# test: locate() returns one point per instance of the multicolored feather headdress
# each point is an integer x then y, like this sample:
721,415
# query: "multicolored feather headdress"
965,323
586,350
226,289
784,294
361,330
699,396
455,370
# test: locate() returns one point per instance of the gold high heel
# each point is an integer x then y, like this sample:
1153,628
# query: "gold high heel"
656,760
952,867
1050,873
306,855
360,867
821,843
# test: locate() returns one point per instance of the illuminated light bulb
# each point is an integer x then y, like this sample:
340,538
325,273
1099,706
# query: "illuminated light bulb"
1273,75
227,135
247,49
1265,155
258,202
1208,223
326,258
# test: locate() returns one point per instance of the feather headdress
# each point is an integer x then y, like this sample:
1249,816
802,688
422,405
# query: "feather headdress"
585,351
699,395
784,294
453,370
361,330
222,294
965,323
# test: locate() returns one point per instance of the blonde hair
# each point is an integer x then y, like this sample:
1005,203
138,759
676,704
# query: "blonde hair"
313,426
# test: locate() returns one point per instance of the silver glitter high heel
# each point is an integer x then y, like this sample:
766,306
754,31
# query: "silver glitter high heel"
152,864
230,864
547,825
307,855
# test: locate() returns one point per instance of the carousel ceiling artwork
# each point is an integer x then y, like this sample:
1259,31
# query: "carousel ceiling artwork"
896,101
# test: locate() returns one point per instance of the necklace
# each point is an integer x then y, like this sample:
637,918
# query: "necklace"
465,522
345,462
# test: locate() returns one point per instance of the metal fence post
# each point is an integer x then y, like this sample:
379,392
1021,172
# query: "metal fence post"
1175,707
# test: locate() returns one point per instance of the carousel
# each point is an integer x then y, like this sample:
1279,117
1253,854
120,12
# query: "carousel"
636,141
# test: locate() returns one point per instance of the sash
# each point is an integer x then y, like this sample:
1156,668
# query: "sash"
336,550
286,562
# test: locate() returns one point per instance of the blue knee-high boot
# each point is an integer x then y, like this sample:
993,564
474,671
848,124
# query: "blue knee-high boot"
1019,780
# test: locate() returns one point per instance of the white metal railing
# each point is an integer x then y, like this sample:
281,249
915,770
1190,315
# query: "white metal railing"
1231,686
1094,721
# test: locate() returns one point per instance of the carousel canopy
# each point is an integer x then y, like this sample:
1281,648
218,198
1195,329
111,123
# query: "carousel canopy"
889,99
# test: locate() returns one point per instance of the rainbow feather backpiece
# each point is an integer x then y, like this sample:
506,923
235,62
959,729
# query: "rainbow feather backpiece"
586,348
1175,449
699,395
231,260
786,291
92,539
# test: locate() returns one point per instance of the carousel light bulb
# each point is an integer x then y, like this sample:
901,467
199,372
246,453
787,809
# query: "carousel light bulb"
════════
Objective ▸ Update the listing above so that each "sample" becomes "example". Write out all of its lines again, changing nothing else.

Exercise output ▸
# test: locate() returns one point per instance of the multicolored feather headdress
# each point is an integer x then y, like this example:
721,415
# query: "multicolored feather headdress"
965,323
586,350
226,289
784,294
361,330
699,396
455,370
# test: locate() returns one point per instance of the gold high heel
# each point is an integer x then y, like this example:
1153,628
# query: "gold high heel"
656,760
952,867
1050,873
306,855
360,867
821,843
# test: locate() returns one point per instance of the illuminated light bulb
# each point is an integer x then y, like this example:
340,538
325,273
1099,706
# query: "illuminated light bulb"
1273,75
227,135
247,49
1265,155
258,202
1208,223
326,258
# test: locate() returns one point per instance of the feather headdress
# each point is an integer x then y, like this example:
1249,816
802,688
422,405
# query: "feather headdress"
585,351
699,395
784,294
453,370
361,330
222,294
965,323
# test: locate() returns one point per instance of the blonde hair
# each point is an integer x then y, like this example:
1005,203
138,759
676,704
# query: "blonde hair"
313,426
# test: locate() returns one point per instance of the silver glitter high heel
# each point is an integer x then y, like this example:
766,306
754,31
# query: "silver glitter high heel"
152,864
230,864
547,825
307,855
# test: locate() returns one point per instance of the carousel ceiling artwork
# each point is an integer x then y, like this example:
1259,31
# query: "carousel ceiling artwork"
896,101
# test: locate() returns one point per instance of the necklace
# each point is an integer x then y, like this example:
637,918
# query: "necklace"
465,522
345,462
# test: locate() returns one point per instance of the metal fence post
# each point is an integer x then y, like this example:
379,392
1021,172
# query: "metal fence post"
1175,707
# test: locate() returns one point per instance of the carousel
# each point is an integer x then y, like this example:
1279,117
1253,854
120,12
# query: "carousel"
636,141
# test: locate() returns one point per instance of the sash
# each point is an integer x then y, like this example:
1156,668
# query: "sash"
336,550
286,562
# test: locate() returns one point per instance of the blue knee-high boot
# each point is an integer x then y, like this example:
993,564
474,671
848,124
# query: "blue knee-high boot"
1019,780
# test: locate() returns one point per instance of the white metal railing
# each point is an integer x then y, like this example:
281,249
915,770
1190,315
# query: "white metal railing"
1231,686
1094,721
# test: locate() returns one point per instance of the carousel canopy
# each point is an integer x then y, like this example:
1281,648
218,198
1195,329
111,123
# query: "carousel canopy"
889,99
# test: locate() returns one point per instance of the rainbow feather backpiece
# each point is an integer x then y, like this example:
506,923
235,62
959,729
# query: "rainbow feather backpiece"
586,348
1175,449
699,395
231,260
786,291
92,539
# test: locate() returns one point per instance of the carousel light bulb
# each point is an integer x then y, like this example:
901,467
199,372
246,453
787,809
# query: "carousel light bulb"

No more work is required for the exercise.